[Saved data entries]
------------

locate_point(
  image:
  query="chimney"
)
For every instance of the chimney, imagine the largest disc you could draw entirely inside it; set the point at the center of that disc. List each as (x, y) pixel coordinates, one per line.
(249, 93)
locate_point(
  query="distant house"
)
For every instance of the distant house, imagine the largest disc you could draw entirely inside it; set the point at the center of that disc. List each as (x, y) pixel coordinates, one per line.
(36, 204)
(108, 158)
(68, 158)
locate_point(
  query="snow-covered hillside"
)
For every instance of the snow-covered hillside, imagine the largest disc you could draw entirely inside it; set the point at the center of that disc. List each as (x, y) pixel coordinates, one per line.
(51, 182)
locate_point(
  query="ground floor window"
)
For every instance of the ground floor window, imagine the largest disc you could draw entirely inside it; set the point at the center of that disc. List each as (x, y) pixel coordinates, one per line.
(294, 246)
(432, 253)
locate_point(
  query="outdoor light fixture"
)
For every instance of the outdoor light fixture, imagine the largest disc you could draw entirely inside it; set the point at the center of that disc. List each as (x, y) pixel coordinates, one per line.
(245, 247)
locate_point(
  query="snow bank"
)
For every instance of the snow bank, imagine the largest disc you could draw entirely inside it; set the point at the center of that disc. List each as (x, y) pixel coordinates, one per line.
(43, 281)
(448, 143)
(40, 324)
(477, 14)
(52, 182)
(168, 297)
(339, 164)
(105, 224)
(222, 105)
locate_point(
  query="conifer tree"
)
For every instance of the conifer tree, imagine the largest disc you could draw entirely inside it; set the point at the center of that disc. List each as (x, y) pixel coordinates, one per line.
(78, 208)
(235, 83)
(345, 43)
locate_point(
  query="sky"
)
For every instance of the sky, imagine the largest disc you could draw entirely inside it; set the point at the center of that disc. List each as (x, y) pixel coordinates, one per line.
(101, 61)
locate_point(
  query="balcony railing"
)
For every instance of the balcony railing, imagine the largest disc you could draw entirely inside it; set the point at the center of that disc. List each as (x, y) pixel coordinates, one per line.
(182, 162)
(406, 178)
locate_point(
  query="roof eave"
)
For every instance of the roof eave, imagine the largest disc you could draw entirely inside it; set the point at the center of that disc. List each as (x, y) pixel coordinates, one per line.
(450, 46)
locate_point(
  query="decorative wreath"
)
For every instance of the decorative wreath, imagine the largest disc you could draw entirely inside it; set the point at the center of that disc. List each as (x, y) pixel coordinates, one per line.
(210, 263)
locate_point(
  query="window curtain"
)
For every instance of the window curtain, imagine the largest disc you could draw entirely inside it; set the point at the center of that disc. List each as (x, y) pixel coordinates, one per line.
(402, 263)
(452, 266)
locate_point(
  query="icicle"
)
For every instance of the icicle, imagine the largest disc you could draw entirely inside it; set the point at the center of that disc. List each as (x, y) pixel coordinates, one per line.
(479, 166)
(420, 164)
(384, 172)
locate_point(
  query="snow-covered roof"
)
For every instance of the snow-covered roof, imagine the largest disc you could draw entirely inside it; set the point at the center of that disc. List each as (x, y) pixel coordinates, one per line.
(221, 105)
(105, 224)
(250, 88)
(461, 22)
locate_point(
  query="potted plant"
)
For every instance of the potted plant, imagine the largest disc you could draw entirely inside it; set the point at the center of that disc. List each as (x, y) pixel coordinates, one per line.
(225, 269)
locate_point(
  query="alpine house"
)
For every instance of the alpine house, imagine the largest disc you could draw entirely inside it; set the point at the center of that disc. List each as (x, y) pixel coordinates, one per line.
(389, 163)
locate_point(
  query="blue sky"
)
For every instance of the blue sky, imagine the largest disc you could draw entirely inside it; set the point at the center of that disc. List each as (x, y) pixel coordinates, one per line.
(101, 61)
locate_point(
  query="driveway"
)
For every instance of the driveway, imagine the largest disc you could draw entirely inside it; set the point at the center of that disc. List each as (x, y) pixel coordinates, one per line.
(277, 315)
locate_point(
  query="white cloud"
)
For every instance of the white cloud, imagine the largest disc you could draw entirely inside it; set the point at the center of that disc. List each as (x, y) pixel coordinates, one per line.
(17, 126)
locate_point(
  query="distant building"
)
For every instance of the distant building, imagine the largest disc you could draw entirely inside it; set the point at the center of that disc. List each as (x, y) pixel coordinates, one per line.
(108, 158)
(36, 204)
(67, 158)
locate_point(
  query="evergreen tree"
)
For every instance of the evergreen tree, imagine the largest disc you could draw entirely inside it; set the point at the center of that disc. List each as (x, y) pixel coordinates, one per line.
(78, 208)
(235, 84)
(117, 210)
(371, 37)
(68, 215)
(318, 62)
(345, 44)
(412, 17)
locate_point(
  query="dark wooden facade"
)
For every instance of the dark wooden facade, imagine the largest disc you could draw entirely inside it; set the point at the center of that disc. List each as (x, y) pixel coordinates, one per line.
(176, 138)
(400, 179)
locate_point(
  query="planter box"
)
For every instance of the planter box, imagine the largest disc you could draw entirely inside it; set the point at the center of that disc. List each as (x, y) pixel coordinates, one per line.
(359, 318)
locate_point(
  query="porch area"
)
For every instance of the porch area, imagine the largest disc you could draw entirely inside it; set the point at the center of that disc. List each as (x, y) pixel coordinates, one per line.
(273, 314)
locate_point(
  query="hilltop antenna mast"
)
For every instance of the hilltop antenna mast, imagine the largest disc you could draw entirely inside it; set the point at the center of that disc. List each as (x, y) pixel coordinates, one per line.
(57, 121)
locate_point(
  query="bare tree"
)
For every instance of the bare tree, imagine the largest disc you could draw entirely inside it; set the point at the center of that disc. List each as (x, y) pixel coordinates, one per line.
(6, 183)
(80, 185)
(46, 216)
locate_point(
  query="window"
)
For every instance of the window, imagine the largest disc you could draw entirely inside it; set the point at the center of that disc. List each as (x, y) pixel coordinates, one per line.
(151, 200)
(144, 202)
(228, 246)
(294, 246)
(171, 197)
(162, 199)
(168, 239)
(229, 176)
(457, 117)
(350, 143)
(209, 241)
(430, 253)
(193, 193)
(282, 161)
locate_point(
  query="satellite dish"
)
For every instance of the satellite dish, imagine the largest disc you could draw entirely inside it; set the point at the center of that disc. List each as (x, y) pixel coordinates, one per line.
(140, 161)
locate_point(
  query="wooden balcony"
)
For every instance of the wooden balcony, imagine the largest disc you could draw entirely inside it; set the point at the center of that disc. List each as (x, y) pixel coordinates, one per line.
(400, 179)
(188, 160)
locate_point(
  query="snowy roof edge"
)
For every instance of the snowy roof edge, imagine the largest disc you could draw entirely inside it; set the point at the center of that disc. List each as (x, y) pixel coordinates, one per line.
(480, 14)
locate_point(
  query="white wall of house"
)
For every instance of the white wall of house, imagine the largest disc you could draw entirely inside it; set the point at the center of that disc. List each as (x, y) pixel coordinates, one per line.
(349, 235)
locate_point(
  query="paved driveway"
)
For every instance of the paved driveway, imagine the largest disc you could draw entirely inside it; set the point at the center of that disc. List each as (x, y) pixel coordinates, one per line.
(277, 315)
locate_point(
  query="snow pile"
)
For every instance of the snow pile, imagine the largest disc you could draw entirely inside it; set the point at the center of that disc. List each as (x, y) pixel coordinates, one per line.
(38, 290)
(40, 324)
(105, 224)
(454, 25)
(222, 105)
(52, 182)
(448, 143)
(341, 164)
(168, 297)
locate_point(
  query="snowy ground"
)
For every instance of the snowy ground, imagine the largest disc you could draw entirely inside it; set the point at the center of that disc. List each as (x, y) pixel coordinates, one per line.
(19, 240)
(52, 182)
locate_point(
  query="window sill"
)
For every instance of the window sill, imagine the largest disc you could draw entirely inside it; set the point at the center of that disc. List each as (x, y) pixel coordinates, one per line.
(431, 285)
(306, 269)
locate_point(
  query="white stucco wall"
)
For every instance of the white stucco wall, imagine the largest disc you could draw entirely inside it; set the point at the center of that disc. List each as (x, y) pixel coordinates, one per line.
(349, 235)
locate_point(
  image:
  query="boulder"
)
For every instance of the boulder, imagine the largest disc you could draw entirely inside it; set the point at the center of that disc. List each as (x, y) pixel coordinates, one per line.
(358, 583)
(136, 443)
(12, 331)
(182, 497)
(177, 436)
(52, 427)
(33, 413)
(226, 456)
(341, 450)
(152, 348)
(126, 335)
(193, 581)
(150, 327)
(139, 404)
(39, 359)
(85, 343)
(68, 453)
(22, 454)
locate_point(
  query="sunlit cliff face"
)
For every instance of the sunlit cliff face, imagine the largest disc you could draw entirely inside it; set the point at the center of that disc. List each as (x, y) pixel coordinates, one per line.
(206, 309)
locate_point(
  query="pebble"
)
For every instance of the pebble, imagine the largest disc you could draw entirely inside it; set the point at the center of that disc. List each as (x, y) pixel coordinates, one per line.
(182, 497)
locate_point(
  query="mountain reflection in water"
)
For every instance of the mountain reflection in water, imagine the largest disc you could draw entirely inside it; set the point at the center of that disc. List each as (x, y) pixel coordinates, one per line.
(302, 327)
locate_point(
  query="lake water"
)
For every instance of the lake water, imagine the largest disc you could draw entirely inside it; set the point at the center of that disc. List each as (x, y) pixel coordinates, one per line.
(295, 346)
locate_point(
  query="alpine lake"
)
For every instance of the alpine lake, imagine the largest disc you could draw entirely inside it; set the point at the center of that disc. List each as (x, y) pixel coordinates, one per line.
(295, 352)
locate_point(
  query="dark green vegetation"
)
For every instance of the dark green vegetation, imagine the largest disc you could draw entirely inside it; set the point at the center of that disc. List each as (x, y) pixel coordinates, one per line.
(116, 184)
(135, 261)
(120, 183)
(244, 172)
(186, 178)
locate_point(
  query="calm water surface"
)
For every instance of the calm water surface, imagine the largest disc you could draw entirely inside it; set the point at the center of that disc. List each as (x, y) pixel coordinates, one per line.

------------

EXERCISE REQUIREMENTS: State how many lines of the records contain the word "dish", with case counting, and give only that number.

FULL OUTPUT: 2